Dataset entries

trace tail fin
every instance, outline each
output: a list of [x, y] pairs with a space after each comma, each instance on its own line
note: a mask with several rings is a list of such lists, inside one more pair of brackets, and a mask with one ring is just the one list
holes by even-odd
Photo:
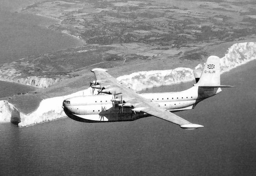
[[216, 56], [211, 56], [207, 59], [200, 79], [195, 86], [211, 87], [232, 87], [220, 85], [220, 58]]
[[201, 76], [201, 75], [202, 74], [202, 70], [194, 70], [193, 71], [194, 72], [194, 76], [195, 76], [196, 82], [197, 83], [199, 80], [200, 76]]

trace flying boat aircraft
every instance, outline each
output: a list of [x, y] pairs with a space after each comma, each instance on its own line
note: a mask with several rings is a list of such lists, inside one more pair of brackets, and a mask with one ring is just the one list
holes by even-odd
[[220, 88], [232, 87], [220, 85], [220, 59], [215, 56], [209, 57], [201, 74], [195, 72], [196, 84], [187, 90], [173, 92], [138, 94], [108, 74], [107, 70], [94, 68], [91, 71], [96, 79], [90, 86], [93, 91], [98, 89], [98, 95], [66, 99], [62, 108], [68, 116], [80, 121], [133, 121], [154, 116], [184, 129], [196, 129], [203, 126], [172, 112], [194, 109], [199, 102], [220, 93]]

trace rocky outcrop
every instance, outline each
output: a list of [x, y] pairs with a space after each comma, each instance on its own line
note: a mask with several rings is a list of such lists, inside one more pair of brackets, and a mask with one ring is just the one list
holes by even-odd
[[0, 122], [18, 123], [21, 122], [20, 114], [18, 110], [7, 101], [0, 101]]
[[[236, 43], [228, 49], [225, 56], [220, 58], [222, 72], [256, 59], [256, 43]], [[202, 63], [195, 68], [202, 69]], [[177, 68], [173, 70], [139, 72], [120, 76], [117, 78], [138, 91], [154, 86], [167, 86], [181, 82], [190, 81], [194, 79], [192, 69], [188, 68]]]
[[46, 76], [28, 76], [23, 78], [21, 74], [12, 67], [4, 66], [0, 69], [0, 80], [20, 83], [40, 88], [47, 88], [61, 81], [61, 78], [48, 78]]

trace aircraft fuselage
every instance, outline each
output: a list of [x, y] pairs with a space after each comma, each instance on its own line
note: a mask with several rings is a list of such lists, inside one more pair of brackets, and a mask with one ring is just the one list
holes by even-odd
[[[176, 111], [193, 109], [199, 102], [221, 91], [220, 88], [201, 89], [194, 86], [181, 92], [138, 95], [162, 109]], [[70, 117], [88, 122], [131, 121], [149, 116], [134, 113], [131, 107], [118, 106], [118, 102], [113, 104], [113, 95], [107, 94], [74, 97], [64, 100], [62, 108]]]

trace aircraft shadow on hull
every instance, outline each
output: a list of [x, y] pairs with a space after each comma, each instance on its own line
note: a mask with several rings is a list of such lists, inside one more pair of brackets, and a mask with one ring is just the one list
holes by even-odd
[[[112, 109], [112, 108], [108, 110], [108, 111], [110, 111]], [[147, 117], [149, 117], [151, 115], [149, 115], [148, 114], [134, 114], [133, 112], [131, 112], [130, 113], [122, 113], [122, 112], [117, 113], [116, 114], [108, 114], [106, 113], [106, 111], [102, 110], [101, 112], [99, 113], [99, 115], [100, 117], [102, 117], [102, 118], [106, 118], [108, 119], [108, 121], [104, 121], [103, 120], [102, 121], [98, 121], [98, 120], [92, 120], [90, 119], [84, 119], [83, 118], [80, 117], [78, 117], [75, 115], [73, 114], [72, 113], [70, 113], [68, 110], [67, 110], [66, 109], [64, 109], [64, 111], [66, 115], [70, 119], [72, 119], [76, 121], [78, 121], [80, 122], [84, 122], [84, 123], [105, 123], [105, 122], [117, 122], [117, 121], [133, 121], [135, 120], [137, 120], [139, 119], [141, 119], [142, 118], [144, 118]], [[118, 111], [117, 111], [118, 112]], [[104, 117], [103, 116], [103, 114], [104, 114]], [[118, 118], [116, 117], [114, 117], [114, 116], [128, 116], [129, 117], [131, 117], [131, 118], [126, 118], [126, 119], [122, 119], [122, 118]]]

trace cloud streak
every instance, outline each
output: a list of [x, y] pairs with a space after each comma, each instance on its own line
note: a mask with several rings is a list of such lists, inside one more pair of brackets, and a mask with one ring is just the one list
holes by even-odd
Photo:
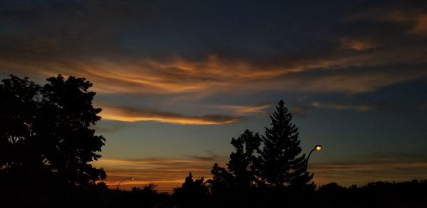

■ Problem to work on
Reproduce all of the records above word for word, but leave out the pictures.

■ Solution for this exercise
trace tail fin
every instance, outline each
output: a list of [x, y] pairs with a space after each comma, each instance on its own line
note: a mask with several rings is a list of such lists, inside one more pair of brackets, and a mask with one ring is just the one list
holes by even-odd
Photo:
[[216, 56], [211, 56], [207, 59], [200, 79], [195, 86], [211, 87], [232, 87], [220, 85], [220, 58]]
[[201, 76], [201, 75], [202, 74], [202, 70], [194, 70], [193, 71], [194, 72], [194, 76], [195, 76], [196, 82], [197, 83], [199, 80], [200, 76]]

trace flying boat aircraft
every instance, outline each
output: a list of [x, y] pairs with a space after each comma, each instance on its own line
note: a mask with several rings is a list of such lists, inside one more pair of brackets, and a mask with one ring is just the one list
holes by even-odd
[[220, 88], [232, 87], [220, 85], [220, 59], [215, 56], [209, 57], [201, 74], [195, 72], [196, 84], [187, 90], [173, 92], [138, 94], [108, 74], [107, 70], [94, 68], [91, 71], [96, 79], [90, 86], [93, 91], [98, 89], [98, 95], [66, 99], [62, 108], [68, 116], [80, 121], [133, 121], [154, 116], [184, 129], [196, 129], [203, 126], [172, 112], [194, 109], [199, 102], [220, 93]]

trace rocky outcrop
every instance, outline each
output: a list of [x, y] pairs with a space after each comma, each instance on its own line
note: a mask with several rings is a list of such lists, inside one more pair of brackets, and a mask with one ring is just the one list
holes by even-odd
[[0, 122], [18, 123], [21, 122], [20, 114], [18, 110], [7, 101], [0, 101]]
[[[236, 43], [228, 49], [225, 56], [220, 58], [222, 72], [256, 59], [256, 43]], [[202, 63], [195, 68], [202, 69]], [[177, 68], [173, 70], [139, 72], [120, 76], [117, 78], [138, 91], [154, 86], [167, 86], [181, 82], [190, 81], [194, 79], [192, 69], [188, 68]]]
[[46, 76], [28, 76], [23, 78], [21, 74], [12, 67], [4, 66], [0, 69], [0, 80], [20, 83], [40, 88], [47, 88], [61, 81], [61, 78], [48, 78]]

trace aircraft fuselage
every instance, outline each
output: a list of [x, y] pairs with a space after each comma, each instance on its own line
note: a mask with several rings is a list of such lists, inside one more pair of brackets, and a mask with one ring is just the one list
holes by even-odd
[[[176, 111], [193, 109], [199, 102], [221, 91], [220, 88], [201, 89], [194, 86], [181, 92], [138, 95], [162, 109]], [[70, 117], [88, 122], [131, 121], [149, 116], [134, 113], [131, 107], [118, 106], [118, 102], [113, 104], [113, 95], [107, 94], [74, 97], [64, 100], [62, 108]]]

trace aircraft shadow on hull
every instance, outline each
output: a list of [x, y] pairs with a space after each comma, each instance on its own line
note: a mask with several rings is a list of such lists, inside one more pair of brackets, and a mask with one ring is just the one list
holes by even-odd
[[[112, 109], [112, 108], [108, 110], [108, 111], [110, 111]], [[147, 117], [149, 117], [151, 115], [149, 115], [148, 114], [134, 114], [133, 112], [131, 112], [130, 113], [122, 113], [122, 112], [117, 113], [116, 114], [108, 114], [106, 113], [106, 111], [102, 110], [101, 112], [99, 113], [99, 115], [100, 117], [102, 117], [102, 118], [106, 118], [108, 119], [108, 121], [104, 121], [103, 120], [102, 121], [98, 121], [98, 120], [92, 120], [90, 119], [84, 119], [83, 118], [80, 117], [78, 117], [75, 115], [73, 114], [72, 113], [70, 113], [68, 110], [67, 110], [66, 109], [64, 109], [64, 111], [66, 115], [70, 119], [72, 119], [76, 121], [78, 121], [80, 122], [84, 122], [84, 123], [105, 123], [105, 122], [117, 122], [117, 121], [133, 121], [135, 120], [137, 120], [139, 119], [141, 119], [142, 118], [144, 118]], [[118, 111], [117, 111], [118, 112]], [[104, 117], [103, 116], [103, 114], [104, 114]], [[118, 118], [116, 117], [114, 117], [114, 116], [128, 116], [129, 117], [131, 117], [131, 118], [126, 118], [126, 119], [122, 119], [122, 118]]]

trace cloud streak
every instance, outline each
output: a list of [x, y] pairs with a space after each comma, each instance on its own line
note: a mask with several rings is a list of such lists, inside one more pair of brackets, and a mask with one ring is just the one list
holes by even-odd
Photo:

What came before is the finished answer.